SOURCE EXTRACT >>
_____
These map to SCSI PR IN / PR OUT commands (SPC-4) for SCSI/SAS devices and to NVMe
Reservation Register/Acquire/Release/Report commands for NVMe devices. The block
layer translates between the common ioctl interface and the device-specific command
set. The fencing integration with Section 47.11's membership protocol uses
PR_PREEMPT_AND_ABORT to revoke a dead node's storage access before recovering its
DLM locks.
33. Computational Storage
33.1 Problem
NVMe Computational Storage Devices (CSDs) can run compute on the storage device: filter, aggregate, search, compress — without moving data to the host CPU.
33.2 Design: CSD as AccelBase Device
A CSD naturally fits the accelerator framework (Section 42). It's a device with local memory (flash) and compute capability (embedded processor):
// Extends AccelDeviceClass (Section 42)
#[repr(u32)]
pub enum AccelDeviceClass {
Gpu = 0,
GpuCompute = 1,
Npu = 2,
Tpu = 3,
Fpga = 4,
Dsp = 5,
MediaProcessor = 6,
/// Computational Storage Device.
/// "Local memory" = flash storage on the device.
/// "Compute" = embedded processor running submitted programs.
_____
RECORDED DATA >>
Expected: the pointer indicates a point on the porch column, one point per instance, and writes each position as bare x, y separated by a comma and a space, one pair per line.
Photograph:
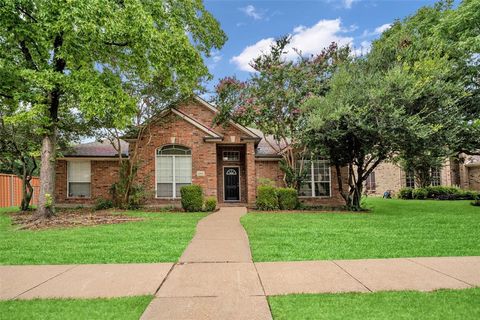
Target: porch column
251, 175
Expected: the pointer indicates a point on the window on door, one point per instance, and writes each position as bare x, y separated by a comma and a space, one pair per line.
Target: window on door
410, 179
79, 179
231, 155
435, 173
173, 170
_____
COMPLETE THE FOLLOWING >>
(A) Write out the storage design excerpt word for word, from "33.2 Design: CSD" to "on the device.".
(B) Name the operations that the storage design excerpt says NVMe Computational Storage Devices can run on the device.
(C) Carry on the storage design excerpt from the point where it stops.
The rows were drawn from a separate source.

OUTPUTS IN ORDER >>
(A)
33.2 Design: CSD as AccelBase Device
A CSD naturally fits the accelerator framework (Section 42). It's a device with local memory (flash) and compute capability (embedded processor):
// Extends AccelDeviceClass (Section 42)
#[repr(u32)]
pub enum AccelDeviceClass {
Gpu = 0,
GpuCompute = 1,
Npu = 2,
Tpu = 3,
Fpga = 4,
Dsp = 5,
MediaProcessor = 6,
/// Computational Storage Device.
/// "Local memory" = flash storage on the device.

(B) filter, aggregate, search, compress

(C)
ComputeStorage = 7,
Other = 255,
}
Note: The
AccelDeviceClassenum is canonically defined in Section 42.1 (11-accelerators.md). TheComputeStoragevariant (value 7) must be added to the canonical definition to support computational storage devices.
33.3 CSD Command Submission
Standard NVMe read (move data to compute):
Host CPU ← 1 TB data ← NVMe SSD
Host CPU processes 1 TB → produces 1 MB result
Total data moved: 1 TB
CSD compute (move compute to data):
Host CPU → submit "grep pattern" → CSD
CSD processes 1 TB internally → produces 1 MB result
Host CPU ← 1 MB ← CSD
Total data moved: 1 MB (1000x reduction)
The CSD accepts commands via the AccelBase vtable:
- create_context: allocate CSD execution context
- submit_commands: submit a compute program (filter, aggregate, map, etc.)
- poll_completion: check if computation is done
- Results returned via DMA to host memory
33.4 CSD Security Model
CSDs run arbitrary compute programs on the device's embedded processor. The kernel must enforce access boundaries:
Capability-gated namespace access:
1. Each NVMe namespace has an owner (cgroup or capability).
2. CSD compute programs can ONLY access namespaces granted to
the submitting process's capability set.
3. Cross-namespace access (e.g., join across two datasets on
different namespaces) requires capabilities for BOTH namespaces.
4. The CSD driver enforces this BEFORE submitting to hardware
via the NVMe Computational Storage command set.
Program validation:
- CSD programs are opaque to the kernel (device-specific bytecode).
- The kernel does NOT inspect or validate program contents.
- Trust boundary: the NVMe device enforces isolation between
namespaces at the hardware level (NVMe namespace isolation).
- If the CSD hardware lacks namespace isolation, the kernel
treats the device as single-tenant (only one cgroup at a time).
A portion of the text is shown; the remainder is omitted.